§ **What is required**
Please find every line in the records below that contains the word "upper", and copy it.
--- Data shown ---
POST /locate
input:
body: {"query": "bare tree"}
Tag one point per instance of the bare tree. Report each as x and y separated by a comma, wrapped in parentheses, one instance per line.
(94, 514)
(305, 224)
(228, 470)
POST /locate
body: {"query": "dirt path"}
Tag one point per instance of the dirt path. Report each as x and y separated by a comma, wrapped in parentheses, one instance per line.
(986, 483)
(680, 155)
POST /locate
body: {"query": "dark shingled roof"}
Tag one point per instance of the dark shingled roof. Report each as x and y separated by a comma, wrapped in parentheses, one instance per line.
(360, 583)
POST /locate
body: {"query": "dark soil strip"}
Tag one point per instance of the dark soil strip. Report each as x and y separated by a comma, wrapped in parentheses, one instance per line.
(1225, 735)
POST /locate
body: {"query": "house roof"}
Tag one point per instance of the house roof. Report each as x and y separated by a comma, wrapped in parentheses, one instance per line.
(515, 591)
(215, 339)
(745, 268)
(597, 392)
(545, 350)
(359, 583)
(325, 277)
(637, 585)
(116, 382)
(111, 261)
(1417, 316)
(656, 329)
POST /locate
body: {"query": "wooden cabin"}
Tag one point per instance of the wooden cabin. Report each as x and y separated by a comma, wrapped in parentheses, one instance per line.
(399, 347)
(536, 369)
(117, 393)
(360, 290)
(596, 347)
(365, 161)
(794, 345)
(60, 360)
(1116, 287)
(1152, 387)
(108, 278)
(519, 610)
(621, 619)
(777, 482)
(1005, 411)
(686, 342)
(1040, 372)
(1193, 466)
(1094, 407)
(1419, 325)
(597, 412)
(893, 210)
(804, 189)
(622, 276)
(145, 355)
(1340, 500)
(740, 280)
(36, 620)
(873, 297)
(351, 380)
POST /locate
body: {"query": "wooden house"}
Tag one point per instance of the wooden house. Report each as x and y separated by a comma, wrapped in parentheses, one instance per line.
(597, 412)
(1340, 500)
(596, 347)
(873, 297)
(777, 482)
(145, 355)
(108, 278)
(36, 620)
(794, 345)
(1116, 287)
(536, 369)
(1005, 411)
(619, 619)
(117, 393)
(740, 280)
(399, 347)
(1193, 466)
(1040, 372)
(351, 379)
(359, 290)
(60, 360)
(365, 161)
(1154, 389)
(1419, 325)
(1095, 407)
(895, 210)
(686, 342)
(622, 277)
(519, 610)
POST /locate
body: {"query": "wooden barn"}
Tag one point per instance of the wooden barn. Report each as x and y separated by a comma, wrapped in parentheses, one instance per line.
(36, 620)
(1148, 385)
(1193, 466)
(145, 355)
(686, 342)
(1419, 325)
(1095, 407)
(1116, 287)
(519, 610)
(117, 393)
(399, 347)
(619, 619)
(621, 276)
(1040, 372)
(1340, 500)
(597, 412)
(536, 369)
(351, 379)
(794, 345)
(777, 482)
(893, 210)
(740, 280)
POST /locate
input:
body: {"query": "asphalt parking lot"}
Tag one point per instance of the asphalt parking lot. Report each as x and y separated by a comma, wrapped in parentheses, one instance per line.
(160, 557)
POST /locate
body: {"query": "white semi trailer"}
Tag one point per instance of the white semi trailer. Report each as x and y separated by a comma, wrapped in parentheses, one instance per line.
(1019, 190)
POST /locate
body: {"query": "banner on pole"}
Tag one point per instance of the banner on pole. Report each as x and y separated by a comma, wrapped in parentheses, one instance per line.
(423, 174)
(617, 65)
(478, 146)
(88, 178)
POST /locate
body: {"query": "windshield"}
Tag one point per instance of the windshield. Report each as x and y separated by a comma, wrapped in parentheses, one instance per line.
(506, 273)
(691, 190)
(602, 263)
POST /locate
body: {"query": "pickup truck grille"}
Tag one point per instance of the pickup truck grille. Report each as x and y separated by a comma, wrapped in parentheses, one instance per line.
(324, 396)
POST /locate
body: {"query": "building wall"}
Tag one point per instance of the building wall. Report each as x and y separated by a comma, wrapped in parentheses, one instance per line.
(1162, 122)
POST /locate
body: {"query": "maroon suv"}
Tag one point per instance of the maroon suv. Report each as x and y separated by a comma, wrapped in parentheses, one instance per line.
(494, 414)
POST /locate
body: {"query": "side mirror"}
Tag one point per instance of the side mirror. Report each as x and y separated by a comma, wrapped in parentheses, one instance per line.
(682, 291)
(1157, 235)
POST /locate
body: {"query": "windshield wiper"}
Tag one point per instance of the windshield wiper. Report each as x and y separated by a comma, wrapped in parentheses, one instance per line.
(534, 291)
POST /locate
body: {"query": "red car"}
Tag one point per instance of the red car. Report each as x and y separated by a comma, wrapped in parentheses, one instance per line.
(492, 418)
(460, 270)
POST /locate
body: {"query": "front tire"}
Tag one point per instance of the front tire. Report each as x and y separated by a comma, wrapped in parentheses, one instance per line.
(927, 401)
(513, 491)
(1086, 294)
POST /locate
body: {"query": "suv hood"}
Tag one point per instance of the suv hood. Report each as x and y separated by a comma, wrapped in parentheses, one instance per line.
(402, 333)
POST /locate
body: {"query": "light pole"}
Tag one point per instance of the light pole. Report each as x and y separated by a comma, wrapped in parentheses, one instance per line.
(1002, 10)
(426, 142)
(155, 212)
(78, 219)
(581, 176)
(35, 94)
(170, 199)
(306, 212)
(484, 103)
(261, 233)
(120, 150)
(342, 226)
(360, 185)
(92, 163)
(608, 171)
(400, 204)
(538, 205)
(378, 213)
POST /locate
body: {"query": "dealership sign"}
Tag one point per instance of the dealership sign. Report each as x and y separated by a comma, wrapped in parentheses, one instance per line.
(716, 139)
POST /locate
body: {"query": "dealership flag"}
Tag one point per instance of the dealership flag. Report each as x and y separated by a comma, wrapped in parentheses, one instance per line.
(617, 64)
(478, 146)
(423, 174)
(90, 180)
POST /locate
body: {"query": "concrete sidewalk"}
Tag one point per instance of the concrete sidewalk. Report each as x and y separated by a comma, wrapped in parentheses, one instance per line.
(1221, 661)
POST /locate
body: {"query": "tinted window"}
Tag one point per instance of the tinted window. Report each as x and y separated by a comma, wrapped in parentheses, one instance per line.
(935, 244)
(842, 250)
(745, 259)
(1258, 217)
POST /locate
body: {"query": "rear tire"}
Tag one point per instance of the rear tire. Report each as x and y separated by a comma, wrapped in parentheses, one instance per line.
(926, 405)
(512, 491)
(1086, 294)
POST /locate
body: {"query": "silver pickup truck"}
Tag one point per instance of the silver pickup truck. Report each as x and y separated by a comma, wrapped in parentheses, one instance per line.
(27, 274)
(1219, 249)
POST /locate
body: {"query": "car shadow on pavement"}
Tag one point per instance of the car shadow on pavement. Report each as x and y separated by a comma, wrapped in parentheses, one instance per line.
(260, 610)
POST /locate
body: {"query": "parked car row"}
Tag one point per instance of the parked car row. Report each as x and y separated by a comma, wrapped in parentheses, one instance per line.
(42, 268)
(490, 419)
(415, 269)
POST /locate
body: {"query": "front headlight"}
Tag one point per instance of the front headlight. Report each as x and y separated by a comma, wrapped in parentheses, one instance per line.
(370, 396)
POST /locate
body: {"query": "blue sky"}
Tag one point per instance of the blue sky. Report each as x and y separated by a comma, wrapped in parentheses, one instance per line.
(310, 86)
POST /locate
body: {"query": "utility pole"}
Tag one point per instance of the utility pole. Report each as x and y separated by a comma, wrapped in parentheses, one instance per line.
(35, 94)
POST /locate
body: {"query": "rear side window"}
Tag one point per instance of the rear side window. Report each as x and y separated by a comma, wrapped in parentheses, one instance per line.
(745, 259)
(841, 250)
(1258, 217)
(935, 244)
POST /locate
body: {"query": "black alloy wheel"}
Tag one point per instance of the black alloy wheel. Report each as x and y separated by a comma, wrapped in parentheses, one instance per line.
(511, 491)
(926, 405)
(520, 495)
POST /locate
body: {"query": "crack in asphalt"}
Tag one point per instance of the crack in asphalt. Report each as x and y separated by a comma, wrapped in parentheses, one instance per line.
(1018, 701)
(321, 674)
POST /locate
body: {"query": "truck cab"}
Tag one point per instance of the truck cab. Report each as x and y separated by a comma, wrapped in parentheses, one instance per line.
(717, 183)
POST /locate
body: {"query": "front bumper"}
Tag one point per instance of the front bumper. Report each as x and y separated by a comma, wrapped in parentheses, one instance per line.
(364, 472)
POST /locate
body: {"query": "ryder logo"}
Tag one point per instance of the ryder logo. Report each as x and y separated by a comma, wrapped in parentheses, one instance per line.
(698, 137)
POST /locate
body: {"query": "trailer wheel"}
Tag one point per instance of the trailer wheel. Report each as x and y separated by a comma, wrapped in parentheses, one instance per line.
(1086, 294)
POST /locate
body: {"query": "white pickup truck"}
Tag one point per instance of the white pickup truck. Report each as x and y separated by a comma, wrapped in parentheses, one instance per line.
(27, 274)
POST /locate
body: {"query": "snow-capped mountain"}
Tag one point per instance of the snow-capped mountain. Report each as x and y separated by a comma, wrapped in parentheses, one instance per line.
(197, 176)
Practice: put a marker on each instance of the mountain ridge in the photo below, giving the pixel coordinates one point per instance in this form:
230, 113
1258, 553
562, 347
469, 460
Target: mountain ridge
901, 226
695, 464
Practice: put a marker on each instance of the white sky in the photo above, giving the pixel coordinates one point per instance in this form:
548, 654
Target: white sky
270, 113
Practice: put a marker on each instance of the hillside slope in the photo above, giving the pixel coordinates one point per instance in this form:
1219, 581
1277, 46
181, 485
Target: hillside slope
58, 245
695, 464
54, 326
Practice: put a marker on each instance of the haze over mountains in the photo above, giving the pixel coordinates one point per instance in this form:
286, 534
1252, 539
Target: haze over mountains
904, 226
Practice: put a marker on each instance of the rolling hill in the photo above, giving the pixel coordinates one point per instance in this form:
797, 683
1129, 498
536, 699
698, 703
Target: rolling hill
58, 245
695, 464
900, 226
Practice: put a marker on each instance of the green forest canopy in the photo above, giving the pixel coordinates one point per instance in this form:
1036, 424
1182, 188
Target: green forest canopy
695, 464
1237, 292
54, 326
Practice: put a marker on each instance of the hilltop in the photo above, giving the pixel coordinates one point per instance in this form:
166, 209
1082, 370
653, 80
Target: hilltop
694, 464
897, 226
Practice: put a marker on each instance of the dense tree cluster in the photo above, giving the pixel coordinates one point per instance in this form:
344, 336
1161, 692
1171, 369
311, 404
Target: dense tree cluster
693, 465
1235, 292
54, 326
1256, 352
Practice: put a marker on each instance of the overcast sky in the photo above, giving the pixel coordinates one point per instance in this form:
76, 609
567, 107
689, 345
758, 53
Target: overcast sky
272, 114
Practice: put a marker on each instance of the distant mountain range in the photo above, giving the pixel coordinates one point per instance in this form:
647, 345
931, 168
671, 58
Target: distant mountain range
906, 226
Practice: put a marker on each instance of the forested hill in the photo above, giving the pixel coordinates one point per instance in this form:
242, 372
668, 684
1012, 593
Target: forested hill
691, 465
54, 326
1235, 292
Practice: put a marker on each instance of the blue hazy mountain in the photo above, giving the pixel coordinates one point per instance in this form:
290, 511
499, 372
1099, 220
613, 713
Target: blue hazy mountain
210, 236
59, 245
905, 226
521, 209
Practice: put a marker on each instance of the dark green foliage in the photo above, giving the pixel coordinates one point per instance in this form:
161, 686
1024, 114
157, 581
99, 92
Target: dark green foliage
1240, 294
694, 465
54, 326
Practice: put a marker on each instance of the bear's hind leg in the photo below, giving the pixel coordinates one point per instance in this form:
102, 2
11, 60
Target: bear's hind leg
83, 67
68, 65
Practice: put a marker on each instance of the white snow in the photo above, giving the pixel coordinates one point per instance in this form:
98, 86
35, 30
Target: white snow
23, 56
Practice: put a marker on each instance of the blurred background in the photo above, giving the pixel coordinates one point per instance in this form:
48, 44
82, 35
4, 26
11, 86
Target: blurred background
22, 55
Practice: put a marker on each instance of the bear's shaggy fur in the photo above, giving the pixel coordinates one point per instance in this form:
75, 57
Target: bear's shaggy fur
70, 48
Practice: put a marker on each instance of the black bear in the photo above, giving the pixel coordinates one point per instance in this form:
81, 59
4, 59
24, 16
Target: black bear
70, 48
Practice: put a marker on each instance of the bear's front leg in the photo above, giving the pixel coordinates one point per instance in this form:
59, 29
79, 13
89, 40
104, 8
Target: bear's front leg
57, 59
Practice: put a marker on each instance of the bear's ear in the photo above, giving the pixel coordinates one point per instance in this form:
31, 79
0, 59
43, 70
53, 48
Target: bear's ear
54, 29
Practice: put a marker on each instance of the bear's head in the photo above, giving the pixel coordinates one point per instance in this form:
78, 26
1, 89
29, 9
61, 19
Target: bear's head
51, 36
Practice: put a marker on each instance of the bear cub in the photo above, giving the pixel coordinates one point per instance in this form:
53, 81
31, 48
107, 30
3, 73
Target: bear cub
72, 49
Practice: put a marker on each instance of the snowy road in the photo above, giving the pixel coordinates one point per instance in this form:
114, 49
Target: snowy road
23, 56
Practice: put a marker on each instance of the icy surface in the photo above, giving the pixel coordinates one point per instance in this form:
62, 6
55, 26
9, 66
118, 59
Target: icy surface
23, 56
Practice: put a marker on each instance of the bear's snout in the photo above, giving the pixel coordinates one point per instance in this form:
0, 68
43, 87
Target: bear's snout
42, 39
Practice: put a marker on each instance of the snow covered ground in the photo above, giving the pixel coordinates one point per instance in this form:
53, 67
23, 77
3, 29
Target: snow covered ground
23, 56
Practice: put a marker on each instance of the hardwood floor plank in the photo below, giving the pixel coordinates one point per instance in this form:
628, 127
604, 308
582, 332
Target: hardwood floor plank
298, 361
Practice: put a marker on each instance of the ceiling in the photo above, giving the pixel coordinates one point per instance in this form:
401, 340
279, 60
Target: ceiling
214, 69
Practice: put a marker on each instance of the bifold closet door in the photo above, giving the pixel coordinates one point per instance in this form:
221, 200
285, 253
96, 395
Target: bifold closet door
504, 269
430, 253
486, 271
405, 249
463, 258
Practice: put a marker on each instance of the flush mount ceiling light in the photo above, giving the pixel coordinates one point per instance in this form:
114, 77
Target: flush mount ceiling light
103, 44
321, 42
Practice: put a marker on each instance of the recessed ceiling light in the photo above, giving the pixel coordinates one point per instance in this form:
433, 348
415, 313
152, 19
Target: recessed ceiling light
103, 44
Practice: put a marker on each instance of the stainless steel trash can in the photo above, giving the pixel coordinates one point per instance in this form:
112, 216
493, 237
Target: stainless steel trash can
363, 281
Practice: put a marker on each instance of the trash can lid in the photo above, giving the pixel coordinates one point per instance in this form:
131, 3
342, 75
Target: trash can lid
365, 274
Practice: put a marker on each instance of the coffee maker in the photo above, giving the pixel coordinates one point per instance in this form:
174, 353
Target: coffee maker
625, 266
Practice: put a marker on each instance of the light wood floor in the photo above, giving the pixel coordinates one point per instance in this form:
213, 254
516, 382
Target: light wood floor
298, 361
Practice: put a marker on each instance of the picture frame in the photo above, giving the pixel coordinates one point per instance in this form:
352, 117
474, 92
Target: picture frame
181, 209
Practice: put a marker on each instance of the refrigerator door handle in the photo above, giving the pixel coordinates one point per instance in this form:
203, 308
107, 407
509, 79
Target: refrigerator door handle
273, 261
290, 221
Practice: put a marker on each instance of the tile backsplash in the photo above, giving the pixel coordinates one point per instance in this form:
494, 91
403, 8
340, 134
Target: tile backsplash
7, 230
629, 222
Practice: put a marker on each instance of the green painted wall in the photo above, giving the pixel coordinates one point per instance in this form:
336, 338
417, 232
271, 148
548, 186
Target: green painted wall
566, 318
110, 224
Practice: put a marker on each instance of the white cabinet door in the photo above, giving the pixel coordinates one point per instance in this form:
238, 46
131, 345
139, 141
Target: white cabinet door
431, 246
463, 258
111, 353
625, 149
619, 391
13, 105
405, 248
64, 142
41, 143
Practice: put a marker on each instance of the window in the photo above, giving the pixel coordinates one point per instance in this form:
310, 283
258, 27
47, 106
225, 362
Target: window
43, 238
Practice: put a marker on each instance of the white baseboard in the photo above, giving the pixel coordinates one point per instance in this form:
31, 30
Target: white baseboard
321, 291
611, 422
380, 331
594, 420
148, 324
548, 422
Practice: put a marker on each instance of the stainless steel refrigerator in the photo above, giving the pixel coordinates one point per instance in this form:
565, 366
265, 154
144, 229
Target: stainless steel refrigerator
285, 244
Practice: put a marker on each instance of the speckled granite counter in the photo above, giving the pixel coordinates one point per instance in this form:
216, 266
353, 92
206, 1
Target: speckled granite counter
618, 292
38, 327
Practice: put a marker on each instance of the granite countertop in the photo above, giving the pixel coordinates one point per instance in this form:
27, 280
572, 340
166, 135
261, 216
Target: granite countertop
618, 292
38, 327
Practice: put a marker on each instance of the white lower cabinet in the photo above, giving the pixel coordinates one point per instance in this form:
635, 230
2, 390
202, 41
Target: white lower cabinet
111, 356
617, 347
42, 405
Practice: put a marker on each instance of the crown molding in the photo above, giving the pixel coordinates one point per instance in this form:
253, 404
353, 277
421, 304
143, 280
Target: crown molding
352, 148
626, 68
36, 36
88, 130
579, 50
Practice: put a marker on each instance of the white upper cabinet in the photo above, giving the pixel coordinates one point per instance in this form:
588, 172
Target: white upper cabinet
---
§ **Exercise solution**
Practice: put a marker on each instance of the white upper cabinet in the photo above, giving the pixel coordinates one point per instance in this form:
Target: white upper cabinet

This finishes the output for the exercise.